# Problems with measurements in REW V5



## AudioNerd (Apr 4, 2013)

Good morning forum ,

i find out about REW V5 yesterday in the afternoon and was excited that i found that tool i was so long looking for. So i first installed the tool "Equalizer APO Version 07" and after that i installed REW. I played around with the different filters (sadly Equalizer APO just supports Generic). After i posted my attempts in a different forum a member drew my attention that the frequency response from my soundcard and my box (what i thought i was measuring) looks quite similar. I recently made also a measurement with the Demo of ARTA and this looks more realistic, the frequency response was rapidly falling in level around 60Hz otherwise did REW. Here it seems that my box runs full level to 20Hz  (which just is not possible with 4 x 6.5" drivers in closed box).

So i check the preferences if i used the right input and output devices and yes, i did. Also the program reacts to my finger snipping in front of my microphone with increasing levels so i know now that REW does not ignore my mic .

The level at measuring was also high enough (REW showed me 10dB).

Any ideas what i did wrong here? I attached the frequency response of my soundcard and of my "box" (which is indeed my soundcard i think) and a frequency response from ARTA.

Thanks for reading i hope you understood the important things :gulp:

With friendly greetings

AudioNerd

P.S. Therefore i can upload just one image here is only the soundcard frequency response from REW (Preferences -> Calibration -> Calibrate).

PPS: Maybe i should explain about how REW and Equalizer APO are hanging together. I measure the frequency response, i get my filters, then i save my filters and then i export the filter to a .txt file. Equalizer APO use this .txt file from REW now and change the output of my soundcard by the filters saved in the textfile. Here is one textfile:



> Filter Settings file
> 
> Room EQ V5,00
> Dated: 04.04.2013 13:38:47
> ...

▶ _Material_

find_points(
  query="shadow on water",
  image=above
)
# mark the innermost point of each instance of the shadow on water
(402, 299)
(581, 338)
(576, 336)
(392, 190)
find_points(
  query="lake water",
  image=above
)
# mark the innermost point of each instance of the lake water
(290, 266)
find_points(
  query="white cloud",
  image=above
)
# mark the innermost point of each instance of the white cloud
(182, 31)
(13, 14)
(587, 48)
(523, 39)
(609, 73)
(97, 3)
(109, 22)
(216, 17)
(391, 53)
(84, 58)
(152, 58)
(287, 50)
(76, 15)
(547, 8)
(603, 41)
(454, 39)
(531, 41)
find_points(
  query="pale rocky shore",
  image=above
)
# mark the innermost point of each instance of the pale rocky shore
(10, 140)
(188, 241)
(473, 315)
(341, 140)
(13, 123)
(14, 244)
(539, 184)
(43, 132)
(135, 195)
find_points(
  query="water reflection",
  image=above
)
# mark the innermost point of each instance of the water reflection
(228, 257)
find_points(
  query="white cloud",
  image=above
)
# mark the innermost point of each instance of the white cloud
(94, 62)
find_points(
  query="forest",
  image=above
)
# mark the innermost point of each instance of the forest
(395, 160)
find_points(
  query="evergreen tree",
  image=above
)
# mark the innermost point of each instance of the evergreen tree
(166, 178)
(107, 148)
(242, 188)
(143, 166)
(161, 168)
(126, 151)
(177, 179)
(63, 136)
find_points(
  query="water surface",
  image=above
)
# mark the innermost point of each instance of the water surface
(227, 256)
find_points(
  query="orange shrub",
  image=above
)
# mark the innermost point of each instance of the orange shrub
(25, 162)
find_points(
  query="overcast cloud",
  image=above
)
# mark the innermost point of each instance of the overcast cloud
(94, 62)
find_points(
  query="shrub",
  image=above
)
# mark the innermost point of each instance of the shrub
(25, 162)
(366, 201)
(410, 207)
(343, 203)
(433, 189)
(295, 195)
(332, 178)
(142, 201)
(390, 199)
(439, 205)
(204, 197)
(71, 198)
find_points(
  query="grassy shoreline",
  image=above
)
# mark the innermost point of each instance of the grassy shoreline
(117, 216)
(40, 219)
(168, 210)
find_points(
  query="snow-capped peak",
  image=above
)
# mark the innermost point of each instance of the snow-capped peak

▶ _Task list_
1 - According to the forum post about REW measurements, what tool was installed first, before REW?
2 - Repeat the stretch of the forum post about REW measurements from "# Problems with" through "in closed box).".
3 - Pick up the forum post about REW measurements after its last line and continue it.

▶ _Solved tasks_
1 - Equalizer APO Version 07.

2 -
# Problems with measurements in REW V5



## AudioNerd (Apr 4, 2013)

Good morning forum ,

i find out about REW V5 yesterday in the afternoon and was excited that i found that tool i was so long looking for. So i first installed the tool "Equalizer APO Version 07" and after that i installed REW. I played around with the different filters (sadly Equalizer APO just supports Generic). After i posted my attempts in a different forum a member drew my attention that the frequency response from my soundcard and my box (what i thought i was measuring) looks quite similar. I recently made also a measurement with the Demo of ARTA and this looks more realistic, the frequency response was rapidly falling in level around 60Hz otherwise did REW. Here it seems that my box runs full level to 20Hz  (which just is not possible with 4 x 6.5" drivers in closed box).

3 -
PPPS: Now another problem suddenly appeared. After i get my right filter result i started battlefield 3 to play a little bit but the sound was so horribly (a lot of scratching at higher frequencies and if i shoot with a weapon it sounds like through a curtain) that i quit. The strange thing is, that if i am listening to music this scratching does not appear :huh: and also after quitting battlefield the sound does not change anymore if i change some settings in the config file from Equalizer APO (changing Filter .txt or Preamp values), even after a reboot...

Now something really strange has happened:

If i watch a video on YouTube and change the Preamp value in the Equalizer APO config-File, the sound changes too. But if i am listening to music through spotify nothing changes.

Suddenly, after i rebooted again, everything works fine (concerning the problem that the sound did not change if i change the paramters in the config file). But the soundproblem with BF3 does still exist.

But another problem:

If there is bass in the song the music gets a lot lower after it gets to the normal loudness. I read something about a windows limiter but i can't find that one in the sound options? Where is it? Does Equalizer APO maybe cause the problem?


----------



## JohnM (Apr 11, 2006)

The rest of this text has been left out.